▶ **Page excerpt**
America's Broadband Deserts: Where Internet Access Is Worst
Most American households are online. The U.S. Census Bureau's American Community Survey reports that 91.0% of households have a broadband internet subscription, a figure that has climbed steadily as cable, fiber, and cellular data have spread. At the national level, broadband looks close to settled. The gap is not really about the country as a whole. It's about specific places, and those places follow a pattern.
The measure here is straightforward: the share of households with a broadband internet subscription, as recorded by the ACS. A household counts if anyone there pays for a broadband service of some kind. That makes the number a ceiling on real connectivity rather than a floor, because a paid subscription says nothing about speed, reliability, or whether the connection is fast enough for remote work or a video call. When that share drops well below the national 91.0%, it usually signals a place where the wired infrastructure was never built out and the income to pay for it isn't there either.

▶ **Things to do**
(a) Reproduce the stretch of the broadband access article from "The measure here" through "isn't there either.".
(b) According to the broadband access article, what makes a household count as having a broadband subscription?
(c) Go on with the broadband access article, starting after its last sentence.

▶ **Dataset records**

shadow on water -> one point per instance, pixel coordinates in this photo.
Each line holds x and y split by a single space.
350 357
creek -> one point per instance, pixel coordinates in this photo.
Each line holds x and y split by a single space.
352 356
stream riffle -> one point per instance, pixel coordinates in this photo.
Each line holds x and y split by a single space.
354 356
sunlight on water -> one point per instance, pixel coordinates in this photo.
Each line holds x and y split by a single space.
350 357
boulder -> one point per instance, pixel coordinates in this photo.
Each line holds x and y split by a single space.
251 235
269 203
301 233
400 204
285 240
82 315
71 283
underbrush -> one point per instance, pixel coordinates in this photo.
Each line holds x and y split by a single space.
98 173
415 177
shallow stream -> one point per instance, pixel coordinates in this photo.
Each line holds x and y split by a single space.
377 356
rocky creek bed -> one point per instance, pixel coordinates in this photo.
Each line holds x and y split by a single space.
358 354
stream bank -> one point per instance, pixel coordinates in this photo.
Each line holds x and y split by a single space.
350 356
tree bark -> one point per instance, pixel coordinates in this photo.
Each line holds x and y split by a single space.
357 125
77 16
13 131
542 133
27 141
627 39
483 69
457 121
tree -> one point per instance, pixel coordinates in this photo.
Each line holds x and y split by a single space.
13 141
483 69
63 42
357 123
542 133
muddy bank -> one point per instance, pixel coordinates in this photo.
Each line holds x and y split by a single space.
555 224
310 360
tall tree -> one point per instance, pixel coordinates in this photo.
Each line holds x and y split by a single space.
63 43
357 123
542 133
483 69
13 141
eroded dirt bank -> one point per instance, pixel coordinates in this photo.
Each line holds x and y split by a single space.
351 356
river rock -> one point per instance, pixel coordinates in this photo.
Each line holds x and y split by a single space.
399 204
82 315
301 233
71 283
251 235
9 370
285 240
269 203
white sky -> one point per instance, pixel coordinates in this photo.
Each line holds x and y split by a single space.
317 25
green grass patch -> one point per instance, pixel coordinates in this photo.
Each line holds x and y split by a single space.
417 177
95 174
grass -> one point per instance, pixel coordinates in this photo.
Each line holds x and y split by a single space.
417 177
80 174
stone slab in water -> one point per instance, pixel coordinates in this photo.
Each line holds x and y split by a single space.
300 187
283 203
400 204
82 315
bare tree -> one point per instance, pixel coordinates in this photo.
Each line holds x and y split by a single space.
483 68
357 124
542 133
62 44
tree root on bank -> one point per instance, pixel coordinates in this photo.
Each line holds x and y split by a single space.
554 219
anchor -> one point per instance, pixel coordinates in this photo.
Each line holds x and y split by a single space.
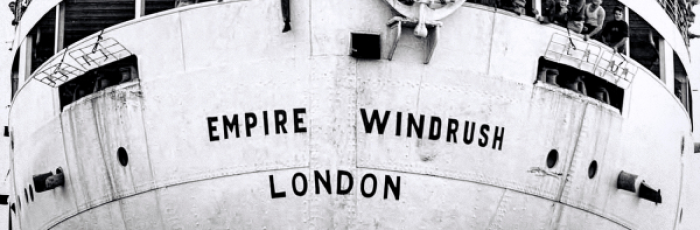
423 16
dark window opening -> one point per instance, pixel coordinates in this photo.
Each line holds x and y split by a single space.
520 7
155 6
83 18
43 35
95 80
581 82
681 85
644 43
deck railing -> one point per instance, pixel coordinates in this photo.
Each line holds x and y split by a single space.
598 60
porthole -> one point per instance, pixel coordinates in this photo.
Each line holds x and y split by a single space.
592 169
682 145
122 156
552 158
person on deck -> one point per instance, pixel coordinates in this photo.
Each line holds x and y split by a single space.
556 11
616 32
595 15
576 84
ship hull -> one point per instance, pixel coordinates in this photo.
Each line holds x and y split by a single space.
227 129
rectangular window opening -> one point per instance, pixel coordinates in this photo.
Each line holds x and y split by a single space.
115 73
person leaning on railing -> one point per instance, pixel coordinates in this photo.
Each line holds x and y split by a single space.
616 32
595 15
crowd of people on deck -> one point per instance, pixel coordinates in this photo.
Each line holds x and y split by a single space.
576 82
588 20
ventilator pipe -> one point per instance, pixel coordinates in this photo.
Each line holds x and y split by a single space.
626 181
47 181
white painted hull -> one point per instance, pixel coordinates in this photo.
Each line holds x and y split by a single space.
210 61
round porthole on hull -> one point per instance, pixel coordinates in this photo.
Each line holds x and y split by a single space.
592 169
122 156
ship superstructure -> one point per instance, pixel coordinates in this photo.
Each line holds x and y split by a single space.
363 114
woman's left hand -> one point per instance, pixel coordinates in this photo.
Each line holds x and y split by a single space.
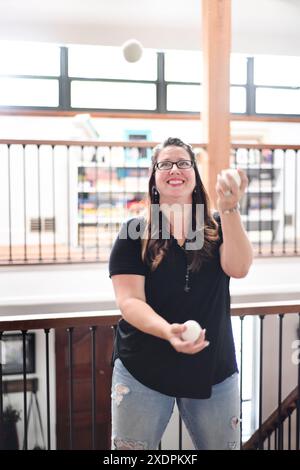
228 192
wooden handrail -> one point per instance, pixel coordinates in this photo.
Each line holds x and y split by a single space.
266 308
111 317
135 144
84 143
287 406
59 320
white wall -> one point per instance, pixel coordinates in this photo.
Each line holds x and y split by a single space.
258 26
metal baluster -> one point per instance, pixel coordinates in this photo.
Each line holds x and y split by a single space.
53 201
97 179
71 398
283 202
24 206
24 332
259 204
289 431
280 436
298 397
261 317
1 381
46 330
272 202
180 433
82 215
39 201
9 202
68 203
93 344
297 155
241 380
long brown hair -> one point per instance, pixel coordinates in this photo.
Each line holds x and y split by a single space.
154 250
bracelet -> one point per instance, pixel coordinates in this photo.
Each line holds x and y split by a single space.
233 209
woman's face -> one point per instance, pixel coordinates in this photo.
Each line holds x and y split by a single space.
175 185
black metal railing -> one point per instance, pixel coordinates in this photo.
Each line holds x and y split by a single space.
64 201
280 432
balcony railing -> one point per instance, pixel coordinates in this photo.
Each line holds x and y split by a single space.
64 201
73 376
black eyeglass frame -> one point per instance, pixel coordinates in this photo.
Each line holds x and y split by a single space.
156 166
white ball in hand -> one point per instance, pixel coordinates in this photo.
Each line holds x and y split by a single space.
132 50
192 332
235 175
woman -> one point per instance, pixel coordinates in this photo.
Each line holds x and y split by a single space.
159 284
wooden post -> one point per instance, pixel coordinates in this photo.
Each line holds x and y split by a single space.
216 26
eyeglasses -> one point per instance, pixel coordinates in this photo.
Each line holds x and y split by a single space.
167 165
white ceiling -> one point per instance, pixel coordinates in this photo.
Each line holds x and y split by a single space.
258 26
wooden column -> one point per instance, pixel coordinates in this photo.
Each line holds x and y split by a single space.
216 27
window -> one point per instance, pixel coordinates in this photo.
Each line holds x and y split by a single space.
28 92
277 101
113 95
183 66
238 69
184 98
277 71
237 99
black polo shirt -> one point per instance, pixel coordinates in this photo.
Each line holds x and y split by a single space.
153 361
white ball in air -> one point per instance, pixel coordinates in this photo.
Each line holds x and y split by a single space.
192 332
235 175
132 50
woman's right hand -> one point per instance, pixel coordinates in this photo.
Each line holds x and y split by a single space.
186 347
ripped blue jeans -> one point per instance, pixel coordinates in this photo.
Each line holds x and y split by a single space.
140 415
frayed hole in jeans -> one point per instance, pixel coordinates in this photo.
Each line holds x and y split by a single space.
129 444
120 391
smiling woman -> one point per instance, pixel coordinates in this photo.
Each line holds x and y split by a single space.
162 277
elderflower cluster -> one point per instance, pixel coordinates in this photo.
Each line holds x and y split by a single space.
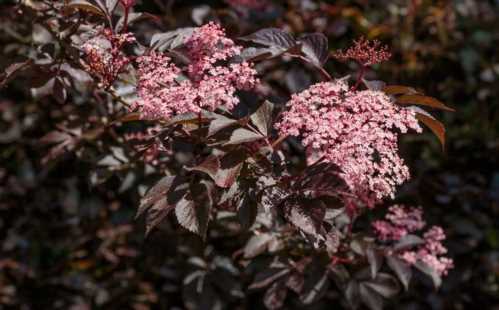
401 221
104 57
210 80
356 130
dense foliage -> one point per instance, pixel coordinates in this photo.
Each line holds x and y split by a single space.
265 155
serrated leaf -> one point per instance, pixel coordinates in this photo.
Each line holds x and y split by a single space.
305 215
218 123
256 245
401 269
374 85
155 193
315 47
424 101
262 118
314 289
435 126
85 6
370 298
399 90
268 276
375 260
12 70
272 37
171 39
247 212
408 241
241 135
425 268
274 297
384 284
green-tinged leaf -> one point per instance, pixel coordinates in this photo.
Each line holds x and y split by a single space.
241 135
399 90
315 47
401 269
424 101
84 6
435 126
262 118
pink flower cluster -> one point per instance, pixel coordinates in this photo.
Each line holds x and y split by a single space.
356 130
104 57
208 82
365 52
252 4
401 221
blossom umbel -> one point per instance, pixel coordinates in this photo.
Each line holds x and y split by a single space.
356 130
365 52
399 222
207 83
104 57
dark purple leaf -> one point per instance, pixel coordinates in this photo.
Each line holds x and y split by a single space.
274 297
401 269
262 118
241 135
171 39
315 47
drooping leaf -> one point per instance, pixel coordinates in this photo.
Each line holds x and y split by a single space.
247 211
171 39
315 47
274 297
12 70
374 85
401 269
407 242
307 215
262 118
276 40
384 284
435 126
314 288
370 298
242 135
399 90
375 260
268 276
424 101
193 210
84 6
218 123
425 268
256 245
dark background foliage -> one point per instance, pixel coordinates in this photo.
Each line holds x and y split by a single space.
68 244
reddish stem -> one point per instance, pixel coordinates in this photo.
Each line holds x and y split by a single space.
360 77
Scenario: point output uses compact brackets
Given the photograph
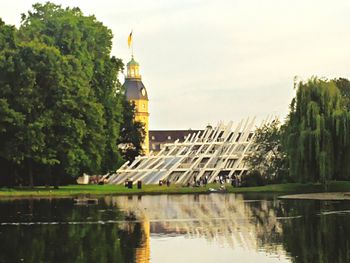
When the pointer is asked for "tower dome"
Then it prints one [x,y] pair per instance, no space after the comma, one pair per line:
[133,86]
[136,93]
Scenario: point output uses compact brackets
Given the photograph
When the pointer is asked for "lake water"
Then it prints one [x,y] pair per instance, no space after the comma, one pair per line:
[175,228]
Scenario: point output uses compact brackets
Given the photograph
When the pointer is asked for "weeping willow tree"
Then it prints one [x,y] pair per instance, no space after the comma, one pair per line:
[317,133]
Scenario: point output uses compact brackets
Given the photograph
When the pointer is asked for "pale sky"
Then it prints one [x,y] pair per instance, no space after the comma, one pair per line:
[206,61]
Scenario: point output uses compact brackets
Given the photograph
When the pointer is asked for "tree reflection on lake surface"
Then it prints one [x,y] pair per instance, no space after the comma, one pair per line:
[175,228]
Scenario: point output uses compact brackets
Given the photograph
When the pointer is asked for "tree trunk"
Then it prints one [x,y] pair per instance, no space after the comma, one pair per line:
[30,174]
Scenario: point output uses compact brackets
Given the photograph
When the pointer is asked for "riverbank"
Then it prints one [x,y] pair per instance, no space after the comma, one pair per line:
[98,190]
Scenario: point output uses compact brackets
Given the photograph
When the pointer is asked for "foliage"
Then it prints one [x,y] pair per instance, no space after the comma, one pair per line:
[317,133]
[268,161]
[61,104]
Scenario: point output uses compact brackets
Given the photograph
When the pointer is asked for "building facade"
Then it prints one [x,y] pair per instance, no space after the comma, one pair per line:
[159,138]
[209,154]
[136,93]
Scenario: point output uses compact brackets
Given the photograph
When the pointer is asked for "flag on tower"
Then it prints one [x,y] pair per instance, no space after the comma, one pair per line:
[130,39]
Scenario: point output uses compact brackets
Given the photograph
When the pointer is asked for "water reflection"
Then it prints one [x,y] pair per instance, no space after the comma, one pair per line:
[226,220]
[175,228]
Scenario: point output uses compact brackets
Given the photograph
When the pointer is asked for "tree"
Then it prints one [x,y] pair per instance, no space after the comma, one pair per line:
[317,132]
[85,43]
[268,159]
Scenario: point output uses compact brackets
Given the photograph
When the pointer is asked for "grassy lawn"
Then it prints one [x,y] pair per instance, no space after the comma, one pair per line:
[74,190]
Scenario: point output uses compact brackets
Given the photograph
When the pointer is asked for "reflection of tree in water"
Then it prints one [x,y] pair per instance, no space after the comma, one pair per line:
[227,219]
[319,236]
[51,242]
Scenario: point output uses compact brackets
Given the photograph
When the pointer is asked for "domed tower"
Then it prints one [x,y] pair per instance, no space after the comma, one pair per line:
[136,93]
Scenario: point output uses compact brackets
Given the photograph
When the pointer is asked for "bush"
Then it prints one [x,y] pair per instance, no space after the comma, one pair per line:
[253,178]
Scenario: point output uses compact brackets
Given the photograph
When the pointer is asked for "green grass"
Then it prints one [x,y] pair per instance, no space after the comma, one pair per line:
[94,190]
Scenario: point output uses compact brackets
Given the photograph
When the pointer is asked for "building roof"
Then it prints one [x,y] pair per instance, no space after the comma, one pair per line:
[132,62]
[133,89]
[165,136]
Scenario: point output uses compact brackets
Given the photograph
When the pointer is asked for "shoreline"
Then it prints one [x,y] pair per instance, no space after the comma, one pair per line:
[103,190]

▶ **Answers to each task**
(a)
The measure here is straightforward: the share of households with a broadband internet subscription, as recorded by the ACS. A household counts if anyone there pays for a broadband service of some kind. That makes the number a ceiling on real connectivity rather than a floor, because a paid subscription says nothing about speed, reliability, or whether the connection is fast enough for remote work or a video call. When that share drops well below the national 91.0%, it usually signals a place where the wired infrastructure was never built out and the income to pay for it isn't there either.

(b) A household counts if anyone there pays for a broadband service of some kind.

(c)
The states at the bottom share a region
The worst-connected states cluster in the rural South and the Southwest. Mississippi sits last at 84.1%, nearly seven points under the national rate. West Virginia follows at 86.1%, then New Mexico at 86.5%, Louisiana at 86.6%, and Arkansas at 86.7%. Alabama (87.5%) and Kentucky (88.6%) round out the bottom group.
Mississippi, Louisiana, Arkansas, and Alabama trace the lower Mississippi River and the Deep South. West Virginia and Kentucky cover the heart of Appalachia. New Mexico carries large stretches of tribal land and sparsely settled high desert. The common thread is rural geography paired with persistent poverty, the two conditions that most reliably leave broadband behind. Building wire to a thinly populated county costs the same per mile whether or not the households along it can afford the service, and private carriers have rarely found the math worth it.
Washington leads at 93.6%, with Colorado and California tied at 93.5%, Utah at 93.4%, and New Hampshire at 92.9%. The spread from best state to worst is about nine and a half points. That is a wide gap for a service most people now treat as a utility.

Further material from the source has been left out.